GIVEN EXERCISE A: Recast the records, from their start through the line holding "[(51, 232)]", inclusive, as a numbered list with blank lines left out, and leave the pictures out of the answer.

# 居る, 有る and 成る



## Ilmen

Hello everybody.

I wonder in which circumstances the verbs 居る, 有る and 成る are written with kanjis. I know they are usually written in kana, above all in ～て*V* constructions, but I think there is still cases where they are written with kanji, doesn't it? Or did they really become obsolete?

Thank you in advance for your answers.


----------



## klassiandreams

Ilmen said:


> Hello everybody.
> 
> I wonder in which circumstances the verbs 居る, 有る and 成る are written with kanjis. I know they are usually written in kana, above all in ～て*V* constructions, but I think there is still cases where they are written with kanji, doesn't it? Or did they really become obsolete?
> 
> Thank you in advance for your answers.



Mmm I'm not too sure about this since I rarely see this in Kanji but 居る is used to indicate that existance, 有る is used to indicate  possession since iru can means both things and those kanji can be used to highlight which particular meaning the "iru" stands for. I havent seen 成る yet though...


----------



## Flaminius

Nowadays, auxiliary verbs are spelt out in hiragana.  As the three items you mentioned are predominantly used as auxiliaries, their hiragana notations have come to be the norm.


----------



## Ilmen

Thank you for your replies. What about 成る (なる) and 有る? Are they still written with kanji in certain cases?
Are they more often with kanji in verb compounds such 成り行き or 有り得る?


----------



## Flaminius

> What about 成る (なる) and 有る?


They are also auxiliary verbs that I mentioned above.
Eg.
2000円になります。
窓が開けてあります。



> Are they more often [written] with kanji in verb compounds such 成り行き or 有り得る?

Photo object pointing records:
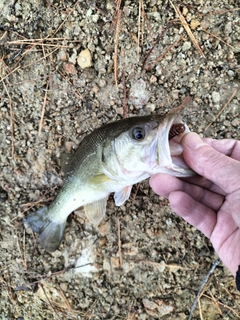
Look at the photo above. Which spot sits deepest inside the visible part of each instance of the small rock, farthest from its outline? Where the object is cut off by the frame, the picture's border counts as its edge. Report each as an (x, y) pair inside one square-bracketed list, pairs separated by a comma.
[(216, 97), (84, 59), (194, 24), (186, 46), (236, 122), (69, 68)]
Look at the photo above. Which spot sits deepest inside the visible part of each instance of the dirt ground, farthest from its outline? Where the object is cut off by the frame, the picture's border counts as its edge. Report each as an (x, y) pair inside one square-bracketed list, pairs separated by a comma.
[(142, 262)]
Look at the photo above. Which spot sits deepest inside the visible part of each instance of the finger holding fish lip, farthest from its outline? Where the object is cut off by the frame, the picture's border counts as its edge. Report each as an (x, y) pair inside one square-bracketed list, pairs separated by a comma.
[(164, 185)]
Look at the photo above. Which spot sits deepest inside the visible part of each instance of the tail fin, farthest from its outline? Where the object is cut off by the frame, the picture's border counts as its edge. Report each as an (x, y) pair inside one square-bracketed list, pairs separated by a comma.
[(51, 232)]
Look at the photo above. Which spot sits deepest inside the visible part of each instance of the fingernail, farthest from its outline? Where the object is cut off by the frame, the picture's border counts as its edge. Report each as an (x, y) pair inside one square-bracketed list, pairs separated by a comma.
[(192, 140)]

GIVEN EXERCISE B: According to Flaminius in the forum thread on 居る, 有る and 成る, how are auxiliary verbs written nowadays?

EXPECTED ANSWER A:
1. Look at the photo above. Which spot sits deepest inside the visible part of each instance of the small rock, farthest from its outline? Where the object is cut off by the frame, the picture's border counts as its edge. Report each as an (x, y) pair inside one square-bracketed list, pairs separated by a comma.
2. [(216, 97), (84, 59), (194, 24), (186, 46), (236, 122), (69, 68)]
3. Look at the photo above. Which spot sits deepest inside the visible part of each instance of the dirt ground, farthest from its outline? Where the object is cut off by the frame, the picture's border counts as its edge. Report each as an (x, y) pair inside one square-bracketed list, pairs separated by a comma.
4. [(142, 262)]
5. Look at the photo above. Which spot sits deepest inside the visible part of each instance of the finger holding fish lip, farthest from its outline? Where the object is cut off by the frame, the picture's border counts as its edge. Report each as an (x, y) pair inside one square-bracketed list, pairs separated by a comma.
6. [(164, 185)]
7. Look at the photo above. Which spot sits deepest inside the visible part of each instance of the tail fin, farthest from its outline? Where the object is cut off by the frame, the picture's border counts as its edge. Report each as an (x, y) pair inside one square-bracketed list, pairs separated by a comma.
8. [(51, 232)]

EXPECTED ANSWER B: They are spelt out in hiragana.